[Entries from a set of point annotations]
--------------------

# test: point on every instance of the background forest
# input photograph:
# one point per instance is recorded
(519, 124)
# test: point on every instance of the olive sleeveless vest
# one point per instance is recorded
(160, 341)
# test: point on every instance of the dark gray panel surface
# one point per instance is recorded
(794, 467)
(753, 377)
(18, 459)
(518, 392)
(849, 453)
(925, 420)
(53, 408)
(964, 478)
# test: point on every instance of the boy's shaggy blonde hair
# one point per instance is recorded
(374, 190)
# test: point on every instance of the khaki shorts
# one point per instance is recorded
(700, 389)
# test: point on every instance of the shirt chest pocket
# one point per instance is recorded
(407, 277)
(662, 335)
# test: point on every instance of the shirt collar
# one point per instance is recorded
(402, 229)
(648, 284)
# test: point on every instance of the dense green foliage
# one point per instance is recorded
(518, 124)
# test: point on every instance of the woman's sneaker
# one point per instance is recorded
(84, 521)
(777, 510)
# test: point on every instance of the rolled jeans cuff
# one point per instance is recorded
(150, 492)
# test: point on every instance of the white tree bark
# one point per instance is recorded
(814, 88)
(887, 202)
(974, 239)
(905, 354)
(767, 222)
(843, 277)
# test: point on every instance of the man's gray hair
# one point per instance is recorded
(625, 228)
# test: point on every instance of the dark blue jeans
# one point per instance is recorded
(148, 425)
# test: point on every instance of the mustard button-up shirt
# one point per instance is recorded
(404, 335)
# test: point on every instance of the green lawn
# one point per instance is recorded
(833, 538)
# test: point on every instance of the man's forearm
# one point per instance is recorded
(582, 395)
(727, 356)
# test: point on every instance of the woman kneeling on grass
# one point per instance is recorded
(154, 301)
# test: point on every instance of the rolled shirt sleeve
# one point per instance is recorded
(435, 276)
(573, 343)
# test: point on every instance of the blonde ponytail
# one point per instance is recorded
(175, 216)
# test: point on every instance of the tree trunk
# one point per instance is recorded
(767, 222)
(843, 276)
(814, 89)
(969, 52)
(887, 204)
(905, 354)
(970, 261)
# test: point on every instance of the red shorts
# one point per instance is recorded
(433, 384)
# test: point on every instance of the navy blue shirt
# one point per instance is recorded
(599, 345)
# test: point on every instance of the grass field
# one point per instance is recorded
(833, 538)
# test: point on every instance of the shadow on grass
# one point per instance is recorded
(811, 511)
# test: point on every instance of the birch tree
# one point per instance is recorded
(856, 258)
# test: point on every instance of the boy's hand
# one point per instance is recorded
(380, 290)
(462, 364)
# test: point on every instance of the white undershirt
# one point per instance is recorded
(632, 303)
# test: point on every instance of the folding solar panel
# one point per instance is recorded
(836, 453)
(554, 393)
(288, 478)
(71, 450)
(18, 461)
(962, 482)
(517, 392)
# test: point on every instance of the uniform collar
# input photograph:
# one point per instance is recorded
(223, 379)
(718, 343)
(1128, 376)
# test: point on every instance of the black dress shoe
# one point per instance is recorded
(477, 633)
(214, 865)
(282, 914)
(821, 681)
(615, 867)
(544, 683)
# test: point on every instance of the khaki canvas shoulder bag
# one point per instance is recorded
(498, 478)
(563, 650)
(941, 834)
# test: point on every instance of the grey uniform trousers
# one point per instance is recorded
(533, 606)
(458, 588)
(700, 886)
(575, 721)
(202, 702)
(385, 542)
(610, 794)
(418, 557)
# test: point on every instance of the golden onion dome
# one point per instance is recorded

--------------------

Exercise description: Please copy every line of the material above without changing anything.

Reply to the task:
# test: point on every instance of the background forest
# input photograph:
# one point per instance is recorded
(519, 124)
# test: point on every instance of the olive sleeveless vest
# one point per instance is recorded
(160, 341)
# test: point on every instance of the dark gray panel surface
# one point per instance is recorded
(794, 467)
(753, 377)
(18, 459)
(518, 392)
(849, 453)
(925, 420)
(53, 408)
(964, 478)
# test: point on every instance of the boy's shaggy blonde hair
# one point per instance is recorded
(374, 190)
# test: point on every instance of the khaki shorts
# one point per instance is recorded
(700, 389)
# test: point on every instance of the shirt chest pocket
# one point per instance is recorded
(407, 277)
(662, 335)
# test: point on every instance of the shirt collar
# one point per instance is recorded
(402, 229)
(648, 284)
# test: point on every instance of the dense green foliage
# one point per instance is recorded
(518, 124)
# test: point on every instance of the woman's sneaker
# one point per instance is recorded
(84, 521)
(777, 510)
# test: point on every instance of the rolled jeans cuff
# one point per instance is recorded
(150, 492)
# test: point on every instance of the white tree bark
# one point per instance is recorded
(814, 88)
(887, 202)
(974, 239)
(905, 354)
(767, 222)
(843, 277)
# test: point on every instance of the man's gray hair
# one point per instance is recorded
(625, 228)
# test: point on every instance of the dark blue jeans
# one point per instance is recorded
(148, 425)
# test: point on every instance of the mustard button-up shirt
# one point per instance is recorded
(404, 335)
# test: point on every instance of the green lawn
# one point per instance is recorded
(833, 538)
# test: point on every instance of the man's forearm
# one point per instance is recorded
(582, 395)
(727, 356)
# test: point on every instance of the woman kneeling on grass
# one point per instance is recorded
(154, 301)
# test: point on every instance of the rolled shirt sleeve
# one point per instance is recorded
(435, 276)
(573, 343)
# test: point on every instance of the blonde ponytail
# one point per instance is recorded
(175, 216)
# test: point on every instance of the tree trunk
# one point per instance is recorded
(767, 222)
(843, 276)
(814, 89)
(969, 52)
(887, 204)
(905, 354)
(970, 261)
# test: point on every instance of the red shorts
# one point per instance is recorded
(433, 384)
# test: point on every instance of the navy blue shirt
# one point per instance is recorded
(599, 345)
# test: point on every instance of the grass field
# one point per instance is recorded
(833, 538)
# test: point on every instance of the shadow on grass
# one point per instance is recorded
(811, 511)
# test: point on every instance of the birch tree
# one point per instance is recorded
(856, 258)
# test: point on every instance of the boy's hand
# one point per instance is recorded
(380, 290)
(462, 364)
# test: point on every instance of the white undershirt
# one point per instance is recorded
(632, 303)
# test: point on every instance of the folding solar panel
# one point per instance is recorded
(836, 453)
(554, 393)
(288, 478)
(71, 450)
(18, 461)
(962, 482)
(517, 392)
# test: point on every instance of the uniform collar
# input photograph:
# one point per instance is recorded
(223, 379)
(718, 343)
(1128, 376)
# test: point on every instance of the black dress shoe
# one point per instance is recorded
(477, 633)
(214, 865)
(282, 914)
(821, 681)
(615, 867)
(544, 683)
# test: point on every instance of the khaki canvas shoulder bag
# one point per instance is recorded
(498, 478)
(563, 650)
(941, 834)
# test: point on every instance of the grey uniform trousers
# one point per instance is recorded
(533, 606)
(458, 588)
(700, 886)
(575, 721)
(202, 702)
(385, 542)
(610, 794)
(418, 557)
# test: point on every instance of the golden onion dome
# one point per instance is recorded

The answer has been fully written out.